** Opening PROVIDED TEXT block **
In 1857 he was appointed general of division, placed in command in 1859 at Lyon. His success in the war in Italy was second only to that of MacMahon, and in 1862 he was proposed as a candidate for the vacant Greek throne, but declined the proffered honour.

=== Imperial Guard ===
In 1870 the Emperor Napoleon III entrusted Bourbaki with the command of the Imperial Guard, and he played an important part in the fighting around Metz. His conduct at the Battle of Gravelotte in August 1870 was questioned because, while the Prussians were exhausted from the fighting, and the French were poised to mount a counter-attack, Bourbaki refused to commit the reserves of the French Imperial Guard to the battle because he considered it a defeat.
** Closing PROVIDED TEXT block **
** Opening EXTRACTED RECORDS block **
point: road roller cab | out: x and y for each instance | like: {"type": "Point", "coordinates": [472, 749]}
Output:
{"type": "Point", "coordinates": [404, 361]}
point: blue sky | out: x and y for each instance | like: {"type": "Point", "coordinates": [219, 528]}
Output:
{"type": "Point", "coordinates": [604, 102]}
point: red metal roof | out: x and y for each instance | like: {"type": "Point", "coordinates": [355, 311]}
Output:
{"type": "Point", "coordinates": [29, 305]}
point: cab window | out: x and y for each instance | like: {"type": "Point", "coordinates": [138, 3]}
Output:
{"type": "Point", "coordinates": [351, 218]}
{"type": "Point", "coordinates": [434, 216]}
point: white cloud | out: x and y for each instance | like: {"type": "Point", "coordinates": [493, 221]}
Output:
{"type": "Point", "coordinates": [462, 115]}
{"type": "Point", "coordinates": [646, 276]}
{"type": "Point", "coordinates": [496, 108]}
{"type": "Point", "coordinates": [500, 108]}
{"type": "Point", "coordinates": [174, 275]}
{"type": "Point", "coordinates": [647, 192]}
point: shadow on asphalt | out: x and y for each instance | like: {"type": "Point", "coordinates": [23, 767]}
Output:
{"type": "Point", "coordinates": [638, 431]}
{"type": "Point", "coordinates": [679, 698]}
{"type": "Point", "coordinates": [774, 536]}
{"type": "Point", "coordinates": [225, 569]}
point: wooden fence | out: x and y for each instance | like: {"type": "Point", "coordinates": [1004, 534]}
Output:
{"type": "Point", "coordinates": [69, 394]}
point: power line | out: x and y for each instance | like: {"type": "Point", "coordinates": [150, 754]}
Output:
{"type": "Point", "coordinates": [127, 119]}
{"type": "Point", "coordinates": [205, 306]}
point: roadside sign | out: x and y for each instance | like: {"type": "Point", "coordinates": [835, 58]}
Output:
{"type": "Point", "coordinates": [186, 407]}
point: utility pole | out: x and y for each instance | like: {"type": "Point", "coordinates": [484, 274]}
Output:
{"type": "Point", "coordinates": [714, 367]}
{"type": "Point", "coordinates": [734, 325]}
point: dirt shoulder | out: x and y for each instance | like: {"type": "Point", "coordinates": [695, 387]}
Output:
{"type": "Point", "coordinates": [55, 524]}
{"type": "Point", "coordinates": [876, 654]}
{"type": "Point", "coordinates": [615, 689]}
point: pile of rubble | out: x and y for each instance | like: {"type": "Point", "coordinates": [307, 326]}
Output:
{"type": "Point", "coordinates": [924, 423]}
** Closing EXTRACTED RECORDS block **
QUESTIONS ON THE MATERIAL
(a) List every distinct year mentioned in the text about Bourbaki, in the order each first appears.
(b) Write out the stretch of the Bourbaki text from "In 1857 he was" through "it a defeat.".

RESPONSES PER TASK
(a) 1857, 1859, 1862, 1870

(b)
In 1857 he was appointed general of division, placed in command in 1859 at Lyon. His success in the war in Italy was second only to that of MacMahon, and in 1862 he was proposed as a candidate for the vacant Greek throne, but declined the proffered honour.

=== Imperial Guard ===
In 1870 the Emperor Napoleon III entrusted Bourbaki with the command of the Imperial Guard, and he played an important part in the fighting around Metz. His conduct at the Battle of Gravelotte in August 1870 was questioned because, while the Prussians were exhausted from the fighting, and the French were poised to mount a counter-attack, Bourbaki refused to commit the reserves of the French Imperial Guard to the battle because he considered it a defeat.